Instructions to follow: Please copy out the listing below word for word, keeping every line.
--- BEGIN ---
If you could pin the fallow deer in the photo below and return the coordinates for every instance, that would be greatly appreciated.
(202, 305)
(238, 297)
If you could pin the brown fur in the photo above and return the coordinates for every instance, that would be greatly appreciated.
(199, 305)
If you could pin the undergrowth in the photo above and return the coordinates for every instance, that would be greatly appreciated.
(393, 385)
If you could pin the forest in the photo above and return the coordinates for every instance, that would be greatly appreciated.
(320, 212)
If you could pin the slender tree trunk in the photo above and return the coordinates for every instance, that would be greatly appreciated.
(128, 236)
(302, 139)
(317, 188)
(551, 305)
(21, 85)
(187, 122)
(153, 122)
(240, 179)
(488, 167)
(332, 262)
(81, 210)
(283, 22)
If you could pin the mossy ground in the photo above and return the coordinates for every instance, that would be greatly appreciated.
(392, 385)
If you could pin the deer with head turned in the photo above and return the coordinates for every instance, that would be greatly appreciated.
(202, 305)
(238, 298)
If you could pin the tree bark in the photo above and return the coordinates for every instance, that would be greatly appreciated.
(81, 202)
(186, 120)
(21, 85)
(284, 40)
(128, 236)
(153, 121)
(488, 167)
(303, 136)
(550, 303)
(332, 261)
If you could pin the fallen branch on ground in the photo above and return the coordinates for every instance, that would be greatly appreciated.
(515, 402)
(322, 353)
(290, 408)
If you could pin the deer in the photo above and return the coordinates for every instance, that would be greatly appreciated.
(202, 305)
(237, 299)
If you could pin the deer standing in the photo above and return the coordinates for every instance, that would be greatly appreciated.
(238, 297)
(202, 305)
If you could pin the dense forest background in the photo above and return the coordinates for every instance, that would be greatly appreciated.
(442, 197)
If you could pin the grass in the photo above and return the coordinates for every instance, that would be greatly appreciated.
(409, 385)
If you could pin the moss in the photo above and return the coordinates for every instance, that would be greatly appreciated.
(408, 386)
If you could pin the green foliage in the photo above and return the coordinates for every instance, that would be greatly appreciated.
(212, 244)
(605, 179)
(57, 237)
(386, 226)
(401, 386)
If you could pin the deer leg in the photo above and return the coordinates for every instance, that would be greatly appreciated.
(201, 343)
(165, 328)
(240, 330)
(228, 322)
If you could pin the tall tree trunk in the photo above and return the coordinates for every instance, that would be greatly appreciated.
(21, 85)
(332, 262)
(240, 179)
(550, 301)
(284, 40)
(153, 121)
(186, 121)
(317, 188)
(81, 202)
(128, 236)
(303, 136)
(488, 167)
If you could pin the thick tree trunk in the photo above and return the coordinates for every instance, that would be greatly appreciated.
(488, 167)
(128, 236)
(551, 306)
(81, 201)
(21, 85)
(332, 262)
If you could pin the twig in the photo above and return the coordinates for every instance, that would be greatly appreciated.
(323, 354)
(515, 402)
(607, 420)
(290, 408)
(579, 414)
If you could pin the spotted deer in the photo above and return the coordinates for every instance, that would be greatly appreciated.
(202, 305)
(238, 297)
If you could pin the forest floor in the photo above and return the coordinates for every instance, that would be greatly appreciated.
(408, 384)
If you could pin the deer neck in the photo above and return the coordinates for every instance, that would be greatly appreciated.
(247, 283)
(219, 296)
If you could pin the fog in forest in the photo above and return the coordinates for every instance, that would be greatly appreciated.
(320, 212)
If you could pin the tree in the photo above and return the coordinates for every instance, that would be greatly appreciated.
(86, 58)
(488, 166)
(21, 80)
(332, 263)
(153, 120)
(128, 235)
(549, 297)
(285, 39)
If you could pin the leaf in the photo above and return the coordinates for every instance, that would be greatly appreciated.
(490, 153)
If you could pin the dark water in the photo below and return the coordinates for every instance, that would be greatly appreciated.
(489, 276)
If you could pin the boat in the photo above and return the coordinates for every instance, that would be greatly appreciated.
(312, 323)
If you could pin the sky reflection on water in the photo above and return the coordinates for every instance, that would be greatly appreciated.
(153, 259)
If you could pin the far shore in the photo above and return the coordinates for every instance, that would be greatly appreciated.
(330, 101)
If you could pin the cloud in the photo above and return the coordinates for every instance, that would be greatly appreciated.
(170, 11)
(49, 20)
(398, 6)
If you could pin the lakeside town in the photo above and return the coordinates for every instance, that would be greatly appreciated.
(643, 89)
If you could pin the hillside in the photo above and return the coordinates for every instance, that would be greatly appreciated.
--- END ---
Solved exercise:
If you could pin the fallow deer in the photo below and return the coordinates for every instance, that would be greatly appreciated.
(202, 305)
(238, 297)
If you could pin the brown fur in the photo above and return the coordinates for every instance, that would be greatly appreciated.
(199, 305)
If you could pin the undergrowth in the photo above and return the coordinates for every instance, that would be greatly appreciated.
(393, 385)
If you could pin the forest in the photo above and return the coordinates for every instance, that would be greatly appreciated.
(320, 212)
If you could pin the slender tree trunk in the photo above and return the coordinates for every instance, that would be greatly appreciated.
(128, 236)
(302, 139)
(317, 188)
(551, 305)
(21, 85)
(187, 122)
(153, 122)
(240, 179)
(488, 167)
(332, 262)
(81, 210)
(283, 22)
If you could pin the mossy ground in the photo above and return the coordinates for every instance, that would be greatly appreciated.
(392, 385)
If you could pin the deer with head turned in the photo above and return the coordinates for every instance, that would be greatly appreciated.
(202, 305)
(238, 298)
If you could pin the tree bark in the photo above and return the coordinates for every instance, that would be greatly appreciated.
(81, 202)
(186, 120)
(21, 85)
(284, 40)
(128, 236)
(153, 121)
(488, 167)
(303, 136)
(550, 303)
(332, 261)
If you could pin the fallen branch on ground in the photo above and return the coordinates for every instance, that would be greatly appreciated.
(515, 402)
(322, 353)
(290, 408)
If you could pin the deer in the photo above and return the coordinates for every instance, that would be greatly appreciated.
(202, 305)
(237, 299)
If you could pin the deer standing in the photo above and return the coordinates for every instance, that would be greatly appreciated.
(238, 297)
(202, 305)
If you could pin the dense forest background in the photo above and return the coordinates for every instance, that would be greatly appreciated.
(442, 197)
If you could pin the grass in the photo above and return the coordinates for every instance, that would be greatly appreciated.
(409, 385)
If you could pin the moss in the photo above and return the coordinates for every instance, that would be greatly appreciated.
(408, 386)
If you could pin the green foliage in the photo above and return the coordinates for every instance, that would be greatly appreciated.
(212, 244)
(605, 179)
(57, 237)
(386, 226)
(401, 386)
If you could pin the deer leg in the photo above and return the coordinates for every instance, that would be greatly appreciated.
(201, 343)
(165, 328)
(240, 330)
(228, 322)
If you could pin the tall tree trunk in the photo above and return the coordinates for every instance, that would be greatly appreciated.
(21, 85)
(332, 262)
(240, 179)
(550, 301)
(284, 40)
(153, 121)
(186, 121)
(317, 188)
(81, 202)
(128, 236)
(303, 136)
(488, 167)
If you could pin the thick tree trunk in the photo above and return the coordinates for every instance, that would be greatly appreciated.
(488, 167)
(128, 236)
(551, 306)
(81, 201)
(21, 85)
(332, 262)
If you could pin the twig in the photo above and return the coordinates for every instance, that would be greatly appreciated.
(323, 354)
(515, 402)
(607, 420)
(290, 408)
(579, 414)
If you could pin the spotted deer in the photo above and return the coordinates for every instance, that would be greatly appreciated.
(202, 305)
(238, 297)
If you could pin the forest floor in the photo above and return the coordinates for every instance, that would be greatly appreciated.
(408, 384)
If you could pin the deer neck in the photo above and return the coordinates for every instance, that would be greatly appreciated.
(247, 283)
(219, 296)
If you could pin the fog in forest in the photo above and return the coordinates for every instance, that would be greatly appreciated.
(320, 212)
If you could pin the tree in the photo above and return the coordinates for every instance, that would be greatly appreciated.
(86, 58)
(488, 166)
(21, 80)
(332, 263)
(153, 120)
(128, 235)
(549, 297)
(285, 39)
If you could pin the leaf in the photo above and return the coordinates for every instance, that would be greatly appreciated.
(490, 153)
If you could pin the dark water in the photo below and return the coordinates for every instance, that would be greatly appreciated.
(489, 276)
If you could pin the boat in the photo above and return the coordinates for every instance, that would be greatly appreciated.
(312, 323)
If you could pin the sky reflection on water in the photo above and return the coordinates for every instance, that would be greatly appreciated.
(153, 259)
If you could pin the far shore in the photo above and return the coordinates for every instance, that would be greatly appreciated.
(330, 101)
If you could pin the cloud in the photo above and return the coordinates for every instance, that would be greatly appreciated.
(170, 11)
(49, 20)
(398, 6)
If you could pin the lakeside town in the photo above and return the coordinates for every instance, that would be greatly appreciated.
(643, 89)
If you could pin the hillside in the photo above and return the coordinates for every instance, that would be greatly appreciated.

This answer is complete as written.